(begin)

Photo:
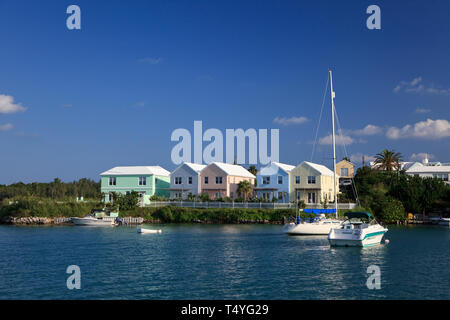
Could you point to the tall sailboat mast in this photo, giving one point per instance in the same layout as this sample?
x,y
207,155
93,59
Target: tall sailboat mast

(end)

**Problem to solve**
Could you reproduce these rows with every "sailboat mast" changed to "flagpole", keeping everything else unchanged and leaving out the pictures?

**The reply**
Photo:
Could you point to the tall flagpole in this photo, giving one point per instance in the same layout as this sample?
x,y
207,155
93,59
Target: tall flagpole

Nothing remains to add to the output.